Description of the task:
Copy out the listing below word for word, taking everything from the line that contains "Expected: one point per instance of the grassy" down to the end of the listing.

Items listed in a dataset
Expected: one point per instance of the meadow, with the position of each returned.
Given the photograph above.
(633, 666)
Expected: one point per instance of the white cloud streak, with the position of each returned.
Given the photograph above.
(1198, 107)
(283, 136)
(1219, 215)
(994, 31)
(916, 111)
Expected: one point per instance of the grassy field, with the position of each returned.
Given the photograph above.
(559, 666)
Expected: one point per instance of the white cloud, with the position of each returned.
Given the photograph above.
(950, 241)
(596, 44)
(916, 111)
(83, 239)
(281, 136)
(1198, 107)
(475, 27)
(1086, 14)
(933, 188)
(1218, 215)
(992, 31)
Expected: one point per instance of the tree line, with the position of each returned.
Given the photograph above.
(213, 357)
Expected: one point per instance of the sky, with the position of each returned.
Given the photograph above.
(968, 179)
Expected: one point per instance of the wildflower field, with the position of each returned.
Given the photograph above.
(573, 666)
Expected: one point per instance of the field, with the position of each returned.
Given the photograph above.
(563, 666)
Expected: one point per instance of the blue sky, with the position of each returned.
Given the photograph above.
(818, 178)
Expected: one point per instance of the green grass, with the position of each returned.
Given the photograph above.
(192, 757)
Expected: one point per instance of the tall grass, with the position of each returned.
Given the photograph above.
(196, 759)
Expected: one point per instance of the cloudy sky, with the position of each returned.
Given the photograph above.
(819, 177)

Answer to the problem:
Expected: one point per instance of the grassy field, with the position of each returned.
Given the photograph above.
(559, 666)
Expected: one point per instance of the white cloud, with the position of each returned.
Given the photograph above.
(950, 241)
(596, 44)
(916, 111)
(83, 239)
(281, 136)
(1198, 107)
(475, 27)
(1086, 14)
(933, 188)
(1218, 215)
(992, 31)
Expected: one point per instance of the tree line, with the position of each returned.
Given the photograph above.
(213, 357)
Expected: one point per instance of the sky, with the position of each returned.
Given the photograph above.
(968, 179)
Expected: one point per instance of the wildflower field, with the position of each returned.
Given the photograph above.
(573, 666)
Expected: one point per instance of the field, with the position of each returned.
Given the photograph above.
(563, 666)
Expected: one point per instance of the blue sky, with the position of each returned.
Given the photograph above.
(818, 178)
Expected: one point per instance of the green grass, with the position of each returned.
Given the photograph above.
(192, 757)
Expected: one point per instance of the tall grass, with the position of each returned.
Given the photograph above.
(196, 759)
Expected: one point per instance of the cloudy sky, with the position of each returned.
Given the photograph above.
(819, 177)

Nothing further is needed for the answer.